Your objective: Write out precisely the lines beginning with the line that contains "Mark every instance of the woman" and ending with the last line of the entries, and no other lines.

____________________

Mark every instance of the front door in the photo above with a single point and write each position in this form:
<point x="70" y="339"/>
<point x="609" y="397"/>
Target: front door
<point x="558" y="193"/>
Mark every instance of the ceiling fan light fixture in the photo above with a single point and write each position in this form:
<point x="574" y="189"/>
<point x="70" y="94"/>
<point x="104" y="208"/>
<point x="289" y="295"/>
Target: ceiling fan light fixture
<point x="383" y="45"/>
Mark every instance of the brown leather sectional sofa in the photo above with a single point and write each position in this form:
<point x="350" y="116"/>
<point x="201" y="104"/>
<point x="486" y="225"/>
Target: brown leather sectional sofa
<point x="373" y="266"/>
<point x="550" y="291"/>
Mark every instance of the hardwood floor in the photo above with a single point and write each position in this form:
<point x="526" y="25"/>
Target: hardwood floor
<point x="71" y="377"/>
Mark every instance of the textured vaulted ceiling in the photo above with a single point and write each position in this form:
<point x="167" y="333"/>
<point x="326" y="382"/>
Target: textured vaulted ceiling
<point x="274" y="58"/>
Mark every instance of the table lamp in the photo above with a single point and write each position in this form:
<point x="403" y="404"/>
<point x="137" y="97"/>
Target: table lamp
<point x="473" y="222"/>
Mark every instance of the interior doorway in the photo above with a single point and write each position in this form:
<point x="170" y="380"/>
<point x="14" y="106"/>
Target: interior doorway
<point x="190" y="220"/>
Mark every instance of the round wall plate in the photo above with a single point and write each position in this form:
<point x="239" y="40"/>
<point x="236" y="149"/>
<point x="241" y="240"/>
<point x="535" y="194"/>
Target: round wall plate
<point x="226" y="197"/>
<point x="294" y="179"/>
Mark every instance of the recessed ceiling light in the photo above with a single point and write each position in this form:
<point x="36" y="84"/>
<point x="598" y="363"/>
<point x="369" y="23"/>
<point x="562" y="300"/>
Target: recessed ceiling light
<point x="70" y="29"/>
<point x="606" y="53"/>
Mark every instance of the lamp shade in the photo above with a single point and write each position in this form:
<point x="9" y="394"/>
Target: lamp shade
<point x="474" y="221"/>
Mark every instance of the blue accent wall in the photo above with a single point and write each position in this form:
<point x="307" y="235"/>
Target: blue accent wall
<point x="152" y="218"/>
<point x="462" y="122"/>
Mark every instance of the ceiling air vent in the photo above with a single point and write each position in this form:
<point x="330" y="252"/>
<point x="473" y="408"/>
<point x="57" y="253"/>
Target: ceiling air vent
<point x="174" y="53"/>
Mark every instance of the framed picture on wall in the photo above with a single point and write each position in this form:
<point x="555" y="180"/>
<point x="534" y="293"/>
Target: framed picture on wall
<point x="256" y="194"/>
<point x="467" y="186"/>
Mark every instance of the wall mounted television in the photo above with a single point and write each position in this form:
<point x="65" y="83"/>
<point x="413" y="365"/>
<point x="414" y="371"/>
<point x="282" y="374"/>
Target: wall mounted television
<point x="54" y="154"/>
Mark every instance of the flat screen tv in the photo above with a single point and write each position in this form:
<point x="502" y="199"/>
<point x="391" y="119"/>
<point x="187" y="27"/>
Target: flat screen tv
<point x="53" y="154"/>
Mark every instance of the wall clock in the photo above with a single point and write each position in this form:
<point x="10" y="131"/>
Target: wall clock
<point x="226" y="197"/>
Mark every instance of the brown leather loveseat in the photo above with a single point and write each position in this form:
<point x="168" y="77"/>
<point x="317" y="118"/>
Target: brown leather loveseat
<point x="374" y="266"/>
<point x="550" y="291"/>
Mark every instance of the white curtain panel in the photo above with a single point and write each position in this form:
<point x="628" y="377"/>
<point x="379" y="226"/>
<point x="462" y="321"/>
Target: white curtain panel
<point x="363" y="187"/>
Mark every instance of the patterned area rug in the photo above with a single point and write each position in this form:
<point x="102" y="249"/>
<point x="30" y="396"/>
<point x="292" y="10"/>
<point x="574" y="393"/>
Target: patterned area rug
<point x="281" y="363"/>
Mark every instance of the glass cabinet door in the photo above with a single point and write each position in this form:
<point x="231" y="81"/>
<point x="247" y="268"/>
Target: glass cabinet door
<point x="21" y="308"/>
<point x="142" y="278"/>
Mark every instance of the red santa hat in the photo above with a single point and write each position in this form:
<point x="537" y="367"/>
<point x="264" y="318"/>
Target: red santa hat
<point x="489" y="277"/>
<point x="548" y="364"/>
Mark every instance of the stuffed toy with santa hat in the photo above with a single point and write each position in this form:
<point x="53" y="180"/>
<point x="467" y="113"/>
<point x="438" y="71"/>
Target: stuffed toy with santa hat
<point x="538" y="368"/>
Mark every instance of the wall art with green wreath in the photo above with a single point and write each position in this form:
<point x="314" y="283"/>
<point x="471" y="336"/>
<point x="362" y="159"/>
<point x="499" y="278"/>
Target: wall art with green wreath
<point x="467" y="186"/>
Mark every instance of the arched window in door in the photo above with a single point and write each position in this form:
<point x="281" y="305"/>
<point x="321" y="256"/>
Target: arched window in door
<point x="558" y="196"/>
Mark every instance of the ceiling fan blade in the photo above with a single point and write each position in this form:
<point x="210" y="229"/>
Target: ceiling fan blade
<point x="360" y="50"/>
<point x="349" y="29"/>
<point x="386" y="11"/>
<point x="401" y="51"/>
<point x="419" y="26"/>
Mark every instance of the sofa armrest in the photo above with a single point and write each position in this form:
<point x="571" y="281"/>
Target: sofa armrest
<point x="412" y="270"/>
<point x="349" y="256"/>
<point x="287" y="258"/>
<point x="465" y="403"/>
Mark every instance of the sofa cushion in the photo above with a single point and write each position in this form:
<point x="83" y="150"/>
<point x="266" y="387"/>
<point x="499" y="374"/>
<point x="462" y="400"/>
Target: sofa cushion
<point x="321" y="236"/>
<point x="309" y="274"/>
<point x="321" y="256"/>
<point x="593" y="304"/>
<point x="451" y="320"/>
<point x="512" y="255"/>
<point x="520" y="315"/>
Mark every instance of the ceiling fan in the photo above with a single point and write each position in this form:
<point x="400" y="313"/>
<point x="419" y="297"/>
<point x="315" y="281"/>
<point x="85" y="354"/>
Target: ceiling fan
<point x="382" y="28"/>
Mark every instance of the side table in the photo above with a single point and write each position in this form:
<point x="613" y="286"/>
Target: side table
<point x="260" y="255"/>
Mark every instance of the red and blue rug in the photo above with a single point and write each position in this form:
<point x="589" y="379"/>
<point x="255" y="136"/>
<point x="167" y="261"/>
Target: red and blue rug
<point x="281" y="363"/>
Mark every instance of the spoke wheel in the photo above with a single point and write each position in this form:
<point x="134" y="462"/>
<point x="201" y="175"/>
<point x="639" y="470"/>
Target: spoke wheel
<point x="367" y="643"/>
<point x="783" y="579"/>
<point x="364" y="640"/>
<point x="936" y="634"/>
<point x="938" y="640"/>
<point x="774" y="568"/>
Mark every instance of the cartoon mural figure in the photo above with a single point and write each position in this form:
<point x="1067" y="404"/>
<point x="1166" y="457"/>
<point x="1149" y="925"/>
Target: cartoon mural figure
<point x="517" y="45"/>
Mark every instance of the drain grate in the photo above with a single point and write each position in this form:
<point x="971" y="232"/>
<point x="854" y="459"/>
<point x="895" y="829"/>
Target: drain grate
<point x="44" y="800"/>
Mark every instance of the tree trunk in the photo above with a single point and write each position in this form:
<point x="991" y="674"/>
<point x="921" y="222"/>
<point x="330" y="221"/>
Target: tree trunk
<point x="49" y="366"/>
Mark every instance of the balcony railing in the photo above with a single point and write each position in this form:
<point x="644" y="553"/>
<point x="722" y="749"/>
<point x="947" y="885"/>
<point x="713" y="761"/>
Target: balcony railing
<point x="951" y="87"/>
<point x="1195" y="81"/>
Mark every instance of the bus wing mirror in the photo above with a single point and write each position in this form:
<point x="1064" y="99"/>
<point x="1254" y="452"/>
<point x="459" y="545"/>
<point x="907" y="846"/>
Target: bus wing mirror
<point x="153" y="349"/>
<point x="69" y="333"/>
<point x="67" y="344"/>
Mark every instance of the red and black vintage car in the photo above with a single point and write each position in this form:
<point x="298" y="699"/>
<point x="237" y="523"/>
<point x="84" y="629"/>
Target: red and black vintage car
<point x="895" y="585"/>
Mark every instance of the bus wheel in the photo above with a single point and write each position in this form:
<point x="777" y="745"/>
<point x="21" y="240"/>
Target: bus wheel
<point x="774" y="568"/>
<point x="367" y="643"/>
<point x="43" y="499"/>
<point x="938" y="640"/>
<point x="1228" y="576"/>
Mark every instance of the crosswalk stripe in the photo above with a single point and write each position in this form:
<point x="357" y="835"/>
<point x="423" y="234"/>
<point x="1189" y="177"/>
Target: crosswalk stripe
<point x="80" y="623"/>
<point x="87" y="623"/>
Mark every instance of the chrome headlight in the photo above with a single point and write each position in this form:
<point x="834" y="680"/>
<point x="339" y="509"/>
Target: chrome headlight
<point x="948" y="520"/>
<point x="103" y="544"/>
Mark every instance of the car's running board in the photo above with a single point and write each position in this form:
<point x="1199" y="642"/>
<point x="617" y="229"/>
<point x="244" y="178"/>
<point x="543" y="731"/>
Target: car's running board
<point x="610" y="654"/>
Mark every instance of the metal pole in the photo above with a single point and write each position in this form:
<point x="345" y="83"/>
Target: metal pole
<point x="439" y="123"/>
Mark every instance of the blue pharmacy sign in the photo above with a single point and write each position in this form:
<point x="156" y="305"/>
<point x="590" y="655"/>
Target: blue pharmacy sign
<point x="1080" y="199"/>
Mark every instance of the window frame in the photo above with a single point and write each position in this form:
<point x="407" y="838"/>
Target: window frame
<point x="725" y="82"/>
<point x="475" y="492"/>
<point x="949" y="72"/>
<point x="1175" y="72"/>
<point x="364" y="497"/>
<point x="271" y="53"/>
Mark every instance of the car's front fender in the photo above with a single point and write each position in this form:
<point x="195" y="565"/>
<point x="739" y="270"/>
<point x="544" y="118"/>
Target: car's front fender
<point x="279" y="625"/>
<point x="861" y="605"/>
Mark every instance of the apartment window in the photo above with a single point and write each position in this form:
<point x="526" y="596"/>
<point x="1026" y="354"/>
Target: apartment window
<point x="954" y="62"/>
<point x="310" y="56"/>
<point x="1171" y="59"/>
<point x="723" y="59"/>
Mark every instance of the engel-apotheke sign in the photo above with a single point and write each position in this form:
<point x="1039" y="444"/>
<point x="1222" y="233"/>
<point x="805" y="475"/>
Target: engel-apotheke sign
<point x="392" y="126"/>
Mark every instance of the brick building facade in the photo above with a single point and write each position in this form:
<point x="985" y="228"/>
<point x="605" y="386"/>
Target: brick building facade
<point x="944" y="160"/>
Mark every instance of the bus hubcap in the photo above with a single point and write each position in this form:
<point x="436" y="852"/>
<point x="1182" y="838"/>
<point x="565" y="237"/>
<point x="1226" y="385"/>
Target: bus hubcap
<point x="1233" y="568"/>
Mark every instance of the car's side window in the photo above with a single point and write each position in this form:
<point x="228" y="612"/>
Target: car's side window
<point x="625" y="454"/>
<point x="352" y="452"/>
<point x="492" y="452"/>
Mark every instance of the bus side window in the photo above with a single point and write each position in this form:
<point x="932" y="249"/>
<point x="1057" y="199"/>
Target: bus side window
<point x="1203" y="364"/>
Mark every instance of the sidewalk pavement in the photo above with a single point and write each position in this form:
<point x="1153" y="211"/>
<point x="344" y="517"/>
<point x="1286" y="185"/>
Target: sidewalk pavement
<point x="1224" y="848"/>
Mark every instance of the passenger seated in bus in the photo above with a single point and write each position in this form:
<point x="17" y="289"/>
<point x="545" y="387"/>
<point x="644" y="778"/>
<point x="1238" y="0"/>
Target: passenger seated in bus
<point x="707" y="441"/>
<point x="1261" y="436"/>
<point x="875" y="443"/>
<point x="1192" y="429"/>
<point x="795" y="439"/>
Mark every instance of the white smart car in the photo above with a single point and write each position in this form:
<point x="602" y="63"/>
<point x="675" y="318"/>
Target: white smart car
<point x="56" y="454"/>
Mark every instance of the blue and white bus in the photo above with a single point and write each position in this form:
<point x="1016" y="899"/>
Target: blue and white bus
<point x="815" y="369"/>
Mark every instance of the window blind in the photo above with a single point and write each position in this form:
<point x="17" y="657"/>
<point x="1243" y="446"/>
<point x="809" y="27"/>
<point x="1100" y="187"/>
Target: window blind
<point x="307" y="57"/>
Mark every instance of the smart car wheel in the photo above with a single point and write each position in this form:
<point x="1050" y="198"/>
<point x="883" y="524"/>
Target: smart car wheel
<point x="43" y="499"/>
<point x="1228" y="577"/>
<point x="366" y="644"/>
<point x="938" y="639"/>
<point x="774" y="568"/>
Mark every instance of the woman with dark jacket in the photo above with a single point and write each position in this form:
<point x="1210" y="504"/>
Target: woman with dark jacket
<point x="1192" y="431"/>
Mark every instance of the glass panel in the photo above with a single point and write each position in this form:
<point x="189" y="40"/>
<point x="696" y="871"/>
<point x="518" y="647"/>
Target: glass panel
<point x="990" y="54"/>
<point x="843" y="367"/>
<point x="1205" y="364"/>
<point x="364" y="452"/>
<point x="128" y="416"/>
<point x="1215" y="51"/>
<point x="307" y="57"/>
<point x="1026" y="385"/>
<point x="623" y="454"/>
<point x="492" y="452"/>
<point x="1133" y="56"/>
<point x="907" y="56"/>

____________________

Solution:
Mark every instance of the woman with dark jacket in the photo above with a single point and write each position in this form:
<point x="1210" y="504"/>
Target: woman with dark jacket
<point x="1192" y="431"/>
Mark every instance of the glass panel in the photo above with a single point and write each position in this form:
<point x="189" y="40"/>
<point x="696" y="871"/>
<point x="518" y="647"/>
Target: glass panel
<point x="990" y="54"/>
<point x="843" y="367"/>
<point x="1205" y="364"/>
<point x="364" y="452"/>
<point x="128" y="416"/>
<point x="1215" y="51"/>
<point x="307" y="57"/>
<point x="1026" y="385"/>
<point x="623" y="454"/>
<point x="492" y="452"/>
<point x="1133" y="56"/>
<point x="907" y="56"/>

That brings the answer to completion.